Quoted text:
»»

INDIGENOUS KNOWLEDGE & GOVERNANCE RECOVERY

Thursday, December 18, 2008

All We Need ... A Few Sparks...



Texas landowners win small victory on border fence
By CHRISTOPHER SHERMAN Associated Press Writer © 2008 The Associated Press
Dec. 18, 2008, 6:24PM

McALLEN, Texas — Dozens of South Texas landowners whose land is being condemned for the border fence scored a victory when a federal judge ordered that juries will decide the value of their property rather than an appointed land commission as the government had requested.
U.S. District Judge Andrew Hanen set the stage for a series of trials to begin in March with his order signed Wednesday. While the trials will be restricted to determining how much the government pays landowners for the property, it gives Texas landowners their first opportunity to take an issue related to the border fence before a jury.

««

Information provided:
»»

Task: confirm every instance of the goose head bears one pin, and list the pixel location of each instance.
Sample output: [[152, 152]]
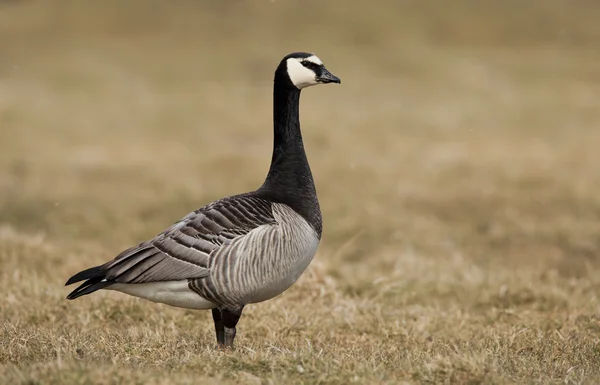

««

Problem requirements: Repeat, word for word, the passage of the border fence article starting with "Texas landowners win" and going on through "before a jury.".

Response to the task:
Texas landowners win small victory on border fence
By CHRISTOPHER SHERMAN Associated Press Writer © 2008 The Associated Press
Dec. 18, 2008, 6:24PM

McALLEN, Texas — Dozens of South Texas landowners whose land is being condemned for the border fence scored a victory when a federal judge ordered that juries will decide the value of their property rather than an appointed land commission as the government had requested.
U.S. District Judge Andrew Hanen set the stage for a series of trials to begin in March with his order signed Wednesday. While the trials will be restricted to determining how much the government pays landowners for the property, it gives Texas landowners their first opportunity to take an issue related to the border fence before a jury.